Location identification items
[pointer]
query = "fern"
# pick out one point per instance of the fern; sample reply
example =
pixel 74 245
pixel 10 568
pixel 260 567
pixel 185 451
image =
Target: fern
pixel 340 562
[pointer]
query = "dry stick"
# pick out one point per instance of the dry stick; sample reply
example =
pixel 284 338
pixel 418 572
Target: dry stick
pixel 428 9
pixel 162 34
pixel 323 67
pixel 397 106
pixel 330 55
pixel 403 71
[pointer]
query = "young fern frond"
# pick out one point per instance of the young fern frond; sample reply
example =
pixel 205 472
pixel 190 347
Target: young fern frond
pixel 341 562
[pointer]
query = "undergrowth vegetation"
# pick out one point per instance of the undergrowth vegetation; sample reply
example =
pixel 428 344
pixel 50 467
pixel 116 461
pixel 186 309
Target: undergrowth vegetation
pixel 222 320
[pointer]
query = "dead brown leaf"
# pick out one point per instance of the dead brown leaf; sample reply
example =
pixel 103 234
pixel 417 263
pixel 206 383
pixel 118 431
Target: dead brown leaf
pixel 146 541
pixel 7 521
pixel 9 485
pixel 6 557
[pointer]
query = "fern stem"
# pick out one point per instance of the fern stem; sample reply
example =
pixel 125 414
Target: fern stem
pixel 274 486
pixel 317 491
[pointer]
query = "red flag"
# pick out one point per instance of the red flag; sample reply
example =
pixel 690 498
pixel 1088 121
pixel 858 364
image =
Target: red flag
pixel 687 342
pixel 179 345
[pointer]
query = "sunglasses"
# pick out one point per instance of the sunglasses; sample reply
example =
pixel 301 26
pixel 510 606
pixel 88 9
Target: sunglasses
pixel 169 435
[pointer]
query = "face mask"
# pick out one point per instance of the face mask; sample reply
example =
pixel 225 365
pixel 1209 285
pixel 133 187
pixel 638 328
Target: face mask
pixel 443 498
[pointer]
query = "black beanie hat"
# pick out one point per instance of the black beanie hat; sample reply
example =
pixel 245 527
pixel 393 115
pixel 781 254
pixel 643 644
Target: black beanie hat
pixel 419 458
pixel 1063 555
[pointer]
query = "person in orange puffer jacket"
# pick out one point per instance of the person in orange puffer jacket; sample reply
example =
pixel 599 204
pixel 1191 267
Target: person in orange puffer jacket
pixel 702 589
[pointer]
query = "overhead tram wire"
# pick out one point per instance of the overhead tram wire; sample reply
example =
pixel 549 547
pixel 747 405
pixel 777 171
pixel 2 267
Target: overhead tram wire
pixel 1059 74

Task goal:
Quote all the records exactly, please, leaving none out.

Written answer:
[pointer]
query = "fern"
# pick out one point per instance of the fern; sample reply
example =
pixel 74 245
pixel 10 568
pixel 260 567
pixel 185 451
image =
Target: fern
pixel 340 562
[pointer]
query = "dry stick"
# pick out one point per instance of the dry stick; sample reply
example =
pixel 284 338
pixel 418 572
Target: dry stick
pixel 428 9
pixel 162 34
pixel 323 67
pixel 397 106
pixel 330 55
pixel 403 71
[pointer]
query = "young fern frond"
# pick out one point per instance of the young fern frond; sample reply
example =
pixel 205 472
pixel 190 347
Target: young fern frond
pixel 341 562
[pointer]
query = "undergrowth vegetation"
# pick out one point per instance of the undergrowth vegetation; sample reply
example =
pixel 428 344
pixel 50 467
pixel 116 461
pixel 186 309
Target: undergrowth vegetation
pixel 222 320
[pointer]
query = "dead brown leaf"
# pick out one point per instance of the dead brown leaf; sample reply
example =
pixel 103 234
pixel 417 263
pixel 206 383
pixel 118 431
Target: dead brown leaf
pixel 146 541
pixel 7 521
pixel 9 485
pixel 6 557
[pointer]
query = "fern stem"
# pick out one point per instance of the fern stem; sample reply
example =
pixel 125 414
Target: fern stem
pixel 274 486
pixel 317 491
[pointer]
query = "red flag"
# pick out one point per instance of the red flag; sample reply
example =
pixel 690 498
pixel 1088 121
pixel 858 364
image =
Target: red flag
pixel 687 342
pixel 179 345
[pointer]
query = "sunglasses"
# pick out one point per instance of the sunglasses; sample reply
example =
pixel 301 26
pixel 510 606
pixel 88 9
Target: sunglasses
pixel 169 435
[pointer]
query = "face mask"
# pick out one point per instance of the face mask; sample reply
example =
pixel 225 365
pixel 1209 285
pixel 133 187
pixel 638 328
Target: face mask
pixel 443 498
[pointer]
query = "black beanie hat"
# pick out one point per instance of the black beanie hat; sample reply
example =
pixel 245 527
pixel 393 115
pixel 781 254
pixel 643 644
Target: black beanie hat
pixel 419 458
pixel 1063 555
[pointer]
query = "person in orange puffer jacket"
# pick out one point per instance of the person in orange puffer jacket; sample reply
example =
pixel 599 204
pixel 1191 267
Target: person in orange puffer jacket
pixel 702 589
[pointer]
query = "overhead tram wire"
# pick out one point per instance of the overhead tram wire; sample reply
example =
pixel 549 547
pixel 747 405
pixel 777 171
pixel 2 267
Target: overhead tram wire
pixel 1059 74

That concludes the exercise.